### Vorliegender Textauszug
------------------------------------------------------------
Schlagwort-Archiv: Krimi

Der Oktobermann

Ben Aaronovitch ist mittlerweile so ein bisschen wie Tolkien und Pratchett … er treibt nicht nur seine Serie um Peter Grant und all die Londoner magischen Fälle voran, sondern denkt sich auch noch alle möglichen Stories drumherum aus. Wahrscheinlich ist das so, wenn man als Autor*in in ein „Universum“ eintaucht und alle möglichen Charaktere eine Vor-, Neben- oder sonstwie-Geschichte entwickeln. Das erinnert mich an die von Jasper Fforde beschriebene Buchwelt in der Thursday-Next-Reihe, in der es genau das gibt: Wesen mit und ohne Vorgeschichte sowie Vorgeschichten, die man in den unteren Stockwerken der Großen Bibliothek kaufen kann, um die Figuren aufzupeppen und ihnen mehr Tiefe zu geben. Das ist prima für uns Leser*innen, wenn wir eine Serie mögen.

Aaronovitch macht hier noch ein kleines Fass mehr auf, wie mir scheint: Er schreibt Kurzgeschichten, die vor, während und nach den Büchern der Flüsse von London-Geschichten spielen und er veröffentlicht ganz eigene Geschichten, wie etwa Der Oktobermann oder Die Füchse von Hampstead Heath.
------------------------------------------------------------
### Gespeicherte Daten
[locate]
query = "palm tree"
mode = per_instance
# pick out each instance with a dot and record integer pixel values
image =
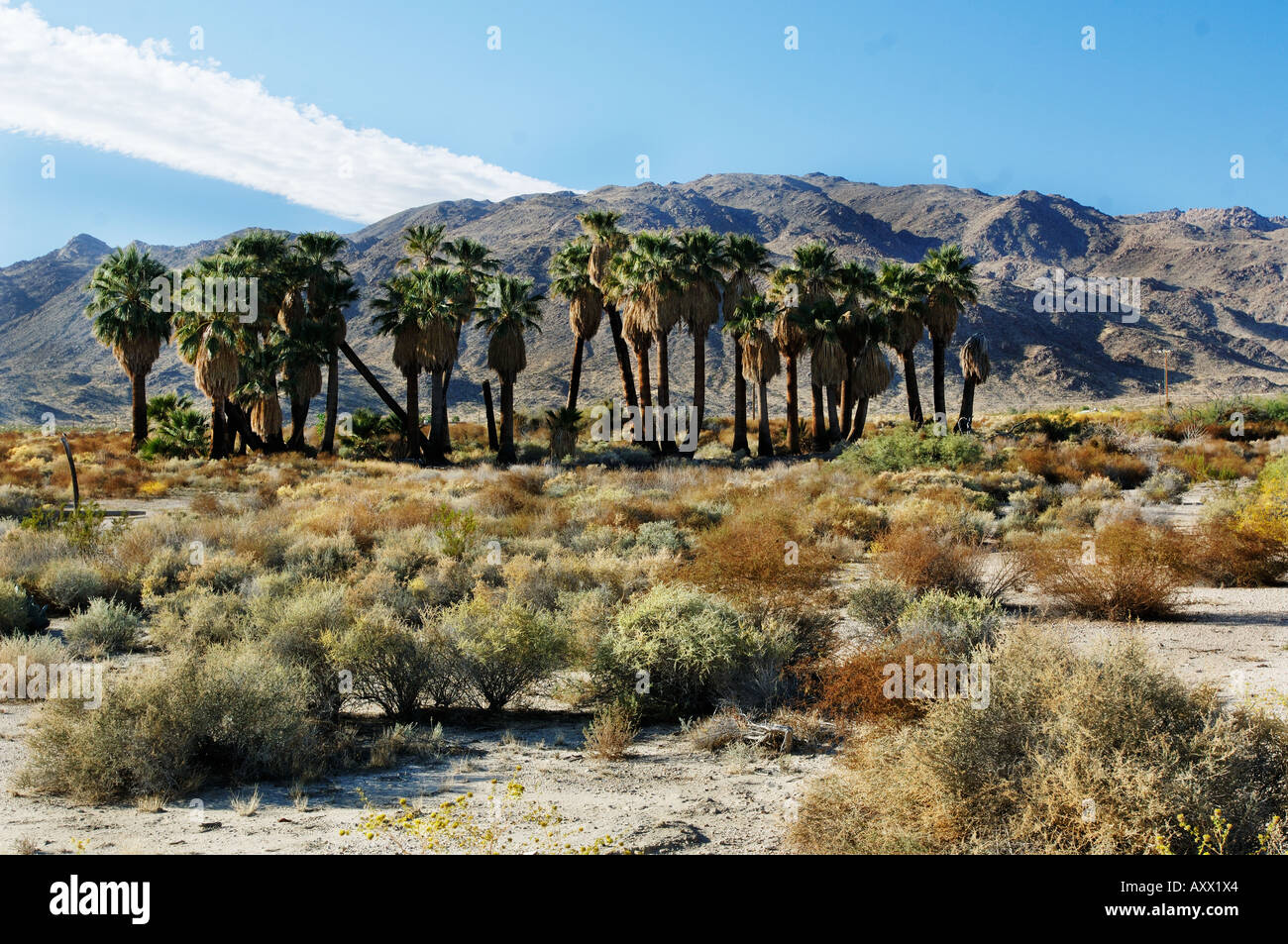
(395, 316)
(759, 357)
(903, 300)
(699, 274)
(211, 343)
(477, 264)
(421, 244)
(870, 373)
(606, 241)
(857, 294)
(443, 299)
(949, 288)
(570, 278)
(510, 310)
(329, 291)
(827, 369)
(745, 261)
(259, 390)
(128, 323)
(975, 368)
------------------------------------------------------------
### Schriftliche Aufgabe
Überarbeite im Textauszug über Ben Aaronovitch den Abschnitt von „Schlagwort-Archiv: Krimi“ bis einschließlich „eine Serie mögen.“ und gib ihn wieder, wobei „Pratchett“ durch „Gaiman“ ersetzt wird. Das Material wird hier nicht gebraucht.

### Schriftliche Antwort
Schlagwort-Archiv: Krimi

Der Oktobermann

Ben Aaronovitch ist mittlerweile so ein bisschen wie Tolkien und Gaiman … er treibt nicht nur seine Serie um Peter Grant und all die Londoner magischen Fälle voran, sondern denkt sich auch noch alle möglichen Stories drumherum aus. Wahrscheinlich ist das so, wenn man als Autor*in in ein „Universum“ eintaucht und alle möglichen Charaktere eine Vor-, Neben- oder sonstwie-Geschichte entwickeln. Das erinnert mich an die von Jasper Fforde beschriebene Buchwelt in der Thursday-Next-Reihe, in der es genau das gibt: Wesen mit und ohne Vorgeschichte sowie Vorgeschichten, die man in den unteren Stockwerken der Großen Bibliothek kaufen kann, um die Figuren aufzupeppen und ihnen mehr Tiefe zu geben. Das ist prima für uns Leser*innen, wenn wir eine Serie mögen.